*THE REQUEST*. Identify every line in the items below that contains the string "rail", and copy each of those lines out. Letter case matters.

*Location labeling records*.
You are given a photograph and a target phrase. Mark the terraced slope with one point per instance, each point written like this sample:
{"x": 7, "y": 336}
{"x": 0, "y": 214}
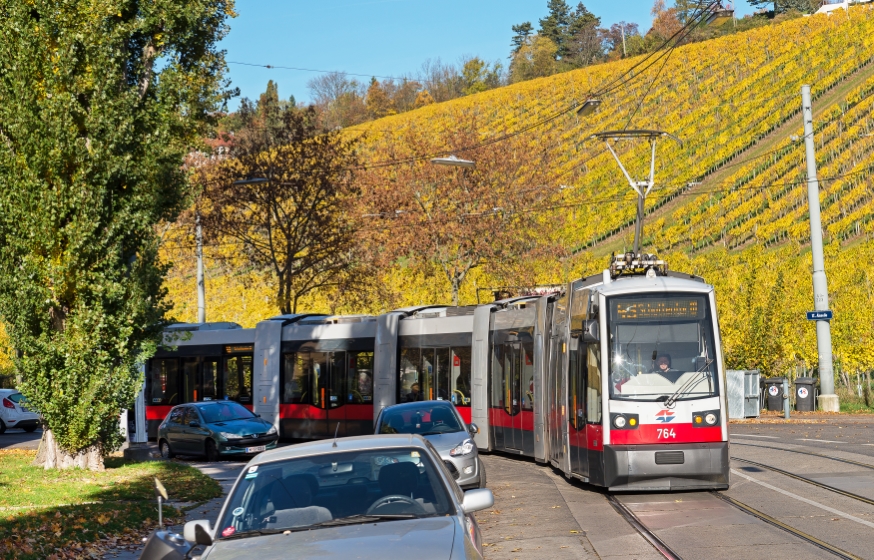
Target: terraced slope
{"x": 721, "y": 97}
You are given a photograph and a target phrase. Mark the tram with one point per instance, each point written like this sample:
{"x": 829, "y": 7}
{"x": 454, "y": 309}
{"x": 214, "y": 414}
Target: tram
{"x": 616, "y": 379}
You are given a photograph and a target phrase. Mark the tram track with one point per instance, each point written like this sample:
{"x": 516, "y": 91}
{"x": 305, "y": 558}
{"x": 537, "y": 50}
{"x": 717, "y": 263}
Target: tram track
{"x": 638, "y": 526}
{"x": 809, "y": 453}
{"x": 840, "y": 553}
{"x": 808, "y": 481}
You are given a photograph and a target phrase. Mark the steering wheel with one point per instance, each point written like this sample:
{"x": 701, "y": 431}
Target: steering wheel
{"x": 392, "y": 499}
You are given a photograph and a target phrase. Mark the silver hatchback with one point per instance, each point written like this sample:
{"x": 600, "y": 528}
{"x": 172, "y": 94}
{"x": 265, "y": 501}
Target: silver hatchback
{"x": 366, "y": 497}
{"x": 441, "y": 424}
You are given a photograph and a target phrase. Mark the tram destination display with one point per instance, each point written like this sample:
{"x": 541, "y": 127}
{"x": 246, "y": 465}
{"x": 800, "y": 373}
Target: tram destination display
{"x": 660, "y": 308}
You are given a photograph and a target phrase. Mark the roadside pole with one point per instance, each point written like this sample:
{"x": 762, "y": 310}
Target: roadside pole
{"x": 201, "y": 291}
{"x": 828, "y": 400}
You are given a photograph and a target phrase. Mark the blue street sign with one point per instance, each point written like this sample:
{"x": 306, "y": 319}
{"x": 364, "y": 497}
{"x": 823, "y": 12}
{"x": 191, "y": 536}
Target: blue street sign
{"x": 819, "y": 315}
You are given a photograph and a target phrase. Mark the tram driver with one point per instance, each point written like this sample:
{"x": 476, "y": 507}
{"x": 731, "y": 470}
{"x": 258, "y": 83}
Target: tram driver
{"x": 663, "y": 368}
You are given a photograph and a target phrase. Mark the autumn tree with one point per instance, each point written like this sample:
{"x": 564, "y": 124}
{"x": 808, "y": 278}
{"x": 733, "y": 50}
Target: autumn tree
{"x": 535, "y": 59}
{"x": 99, "y": 103}
{"x": 455, "y": 219}
{"x": 286, "y": 201}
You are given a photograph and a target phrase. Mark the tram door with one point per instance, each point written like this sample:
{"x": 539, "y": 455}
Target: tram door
{"x": 576, "y": 406}
{"x": 328, "y": 377}
{"x": 555, "y": 400}
{"x": 512, "y": 369}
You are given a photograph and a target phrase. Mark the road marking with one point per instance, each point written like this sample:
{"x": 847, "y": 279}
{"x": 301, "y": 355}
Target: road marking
{"x": 805, "y": 500}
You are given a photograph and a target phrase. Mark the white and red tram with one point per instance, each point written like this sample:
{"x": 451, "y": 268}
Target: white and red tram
{"x": 616, "y": 379}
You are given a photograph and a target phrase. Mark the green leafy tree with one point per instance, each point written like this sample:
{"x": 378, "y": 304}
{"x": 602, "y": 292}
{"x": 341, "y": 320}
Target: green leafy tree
{"x": 522, "y": 32}
{"x": 99, "y": 103}
{"x": 555, "y": 25}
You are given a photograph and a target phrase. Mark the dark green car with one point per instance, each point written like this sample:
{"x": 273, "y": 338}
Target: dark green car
{"x": 214, "y": 429}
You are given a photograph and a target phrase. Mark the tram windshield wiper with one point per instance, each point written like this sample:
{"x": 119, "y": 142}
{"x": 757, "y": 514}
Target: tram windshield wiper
{"x": 669, "y": 403}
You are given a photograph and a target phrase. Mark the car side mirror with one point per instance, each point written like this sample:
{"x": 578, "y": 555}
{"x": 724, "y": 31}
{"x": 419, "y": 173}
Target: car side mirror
{"x": 591, "y": 331}
{"x": 476, "y": 500}
{"x": 198, "y": 532}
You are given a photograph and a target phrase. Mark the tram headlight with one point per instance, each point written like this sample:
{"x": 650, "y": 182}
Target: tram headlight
{"x": 463, "y": 448}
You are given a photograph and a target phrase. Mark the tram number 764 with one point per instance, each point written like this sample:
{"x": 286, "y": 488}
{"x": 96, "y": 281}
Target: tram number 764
{"x": 666, "y": 433}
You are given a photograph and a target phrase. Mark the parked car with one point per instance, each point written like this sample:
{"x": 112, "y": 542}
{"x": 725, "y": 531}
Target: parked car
{"x": 14, "y": 412}
{"x": 441, "y": 424}
{"x": 365, "y": 497}
{"x": 214, "y": 429}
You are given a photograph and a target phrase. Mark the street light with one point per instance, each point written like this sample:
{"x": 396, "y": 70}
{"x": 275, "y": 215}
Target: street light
{"x": 588, "y": 107}
{"x": 453, "y": 161}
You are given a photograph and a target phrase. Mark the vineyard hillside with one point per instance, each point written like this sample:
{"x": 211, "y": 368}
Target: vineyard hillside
{"x": 729, "y": 201}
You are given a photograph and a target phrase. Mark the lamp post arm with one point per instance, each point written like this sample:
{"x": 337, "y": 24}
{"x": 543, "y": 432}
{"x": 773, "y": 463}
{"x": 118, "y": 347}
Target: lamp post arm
{"x": 622, "y": 167}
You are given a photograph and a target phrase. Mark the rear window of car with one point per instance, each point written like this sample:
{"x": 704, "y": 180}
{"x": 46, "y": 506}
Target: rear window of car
{"x": 425, "y": 419}
{"x": 224, "y": 412}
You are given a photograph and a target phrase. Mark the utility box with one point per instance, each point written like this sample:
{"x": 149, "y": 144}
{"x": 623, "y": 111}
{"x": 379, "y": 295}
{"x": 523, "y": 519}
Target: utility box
{"x": 734, "y": 383}
{"x": 752, "y": 393}
{"x": 774, "y": 393}
{"x": 805, "y": 394}
{"x": 742, "y": 387}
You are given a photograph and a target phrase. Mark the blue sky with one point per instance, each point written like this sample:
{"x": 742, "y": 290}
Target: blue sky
{"x": 383, "y": 37}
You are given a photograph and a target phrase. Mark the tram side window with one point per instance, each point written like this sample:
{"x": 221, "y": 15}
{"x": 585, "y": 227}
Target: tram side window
{"x": 211, "y": 380}
{"x": 593, "y": 387}
{"x": 237, "y": 374}
{"x": 435, "y": 374}
{"x": 360, "y": 378}
{"x": 460, "y": 375}
{"x": 296, "y": 381}
{"x": 164, "y": 381}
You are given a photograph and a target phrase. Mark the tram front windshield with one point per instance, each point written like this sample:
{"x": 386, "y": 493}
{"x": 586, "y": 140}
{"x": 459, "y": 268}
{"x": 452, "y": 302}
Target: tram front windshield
{"x": 661, "y": 347}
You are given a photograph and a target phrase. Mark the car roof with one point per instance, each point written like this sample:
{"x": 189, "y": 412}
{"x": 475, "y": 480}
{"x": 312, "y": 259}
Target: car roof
{"x": 326, "y": 446}
{"x": 417, "y": 404}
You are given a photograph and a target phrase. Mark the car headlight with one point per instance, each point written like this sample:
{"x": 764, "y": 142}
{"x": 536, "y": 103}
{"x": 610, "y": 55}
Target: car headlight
{"x": 462, "y": 448}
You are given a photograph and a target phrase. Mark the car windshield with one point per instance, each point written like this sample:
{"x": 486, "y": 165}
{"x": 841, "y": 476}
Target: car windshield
{"x": 661, "y": 345}
{"x": 427, "y": 418}
{"x": 335, "y": 489}
{"x": 224, "y": 412}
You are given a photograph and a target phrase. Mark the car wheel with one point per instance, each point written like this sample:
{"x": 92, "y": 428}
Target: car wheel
{"x": 166, "y": 453}
{"x": 211, "y": 451}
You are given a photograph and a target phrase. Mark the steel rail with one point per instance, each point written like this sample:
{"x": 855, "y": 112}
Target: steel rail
{"x": 651, "y": 537}
{"x": 788, "y": 528}
{"x": 868, "y": 501}
{"x": 848, "y": 461}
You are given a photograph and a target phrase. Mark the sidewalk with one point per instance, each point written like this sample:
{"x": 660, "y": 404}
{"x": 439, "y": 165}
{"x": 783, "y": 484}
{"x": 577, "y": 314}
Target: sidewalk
{"x": 224, "y": 472}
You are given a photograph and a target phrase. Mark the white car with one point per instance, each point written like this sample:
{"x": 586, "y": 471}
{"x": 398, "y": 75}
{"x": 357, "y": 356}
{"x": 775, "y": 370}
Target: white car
{"x": 14, "y": 412}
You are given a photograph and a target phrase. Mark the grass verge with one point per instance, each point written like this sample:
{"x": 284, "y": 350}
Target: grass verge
{"x": 80, "y": 514}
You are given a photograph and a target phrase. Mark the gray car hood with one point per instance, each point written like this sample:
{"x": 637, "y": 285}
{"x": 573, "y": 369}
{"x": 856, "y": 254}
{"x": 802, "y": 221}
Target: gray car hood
{"x": 444, "y": 442}
{"x": 423, "y": 539}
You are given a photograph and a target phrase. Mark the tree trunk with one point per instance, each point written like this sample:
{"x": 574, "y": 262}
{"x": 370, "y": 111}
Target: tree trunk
{"x": 51, "y": 456}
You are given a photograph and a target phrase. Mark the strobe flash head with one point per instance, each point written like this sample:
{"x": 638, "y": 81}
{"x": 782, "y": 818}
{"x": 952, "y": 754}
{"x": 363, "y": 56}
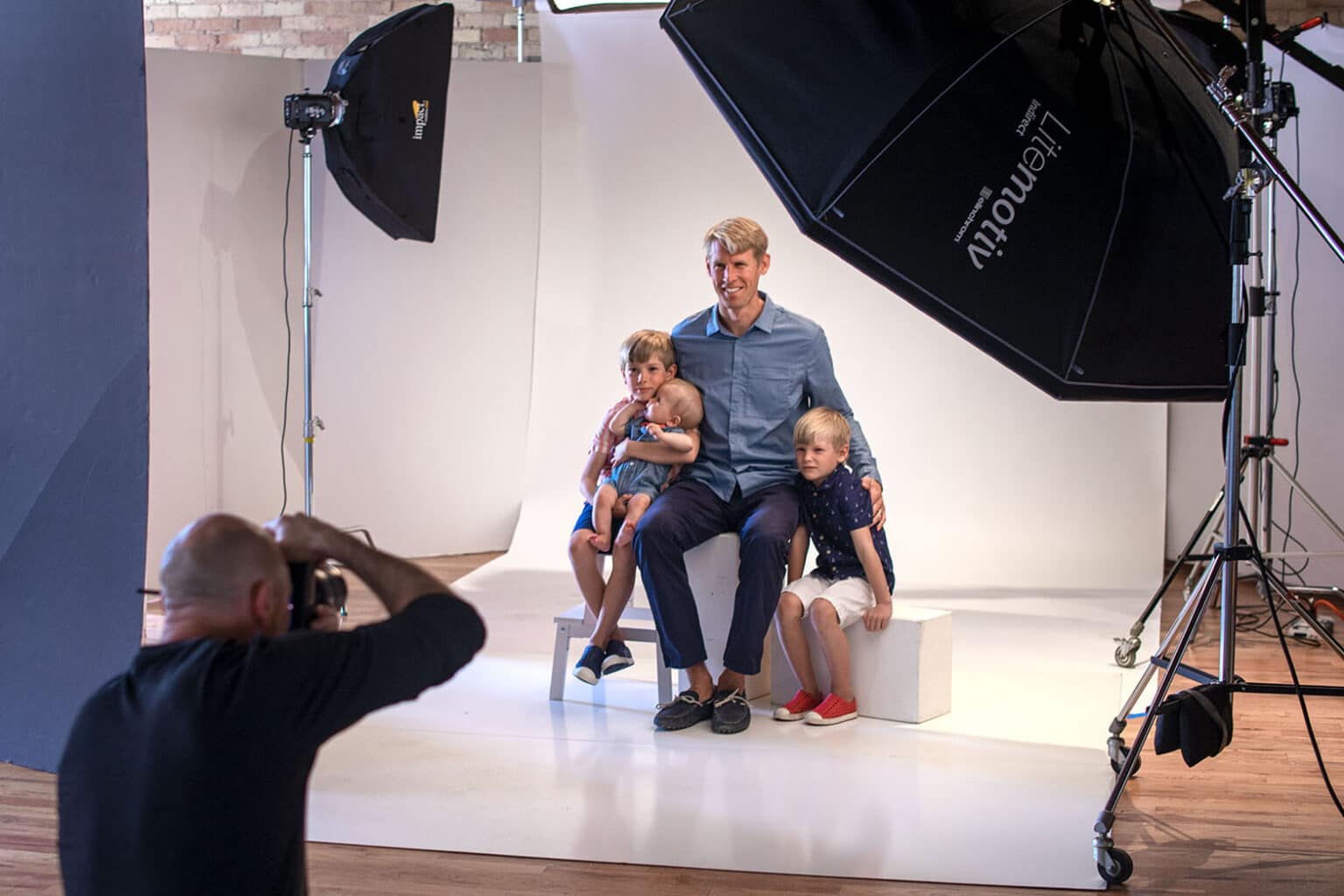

*REPLY TO THE TASK*.
You are given a photograph and a target phrase. Mark the steel rail with one point per instance, each point written like this sample:
Target: steel rail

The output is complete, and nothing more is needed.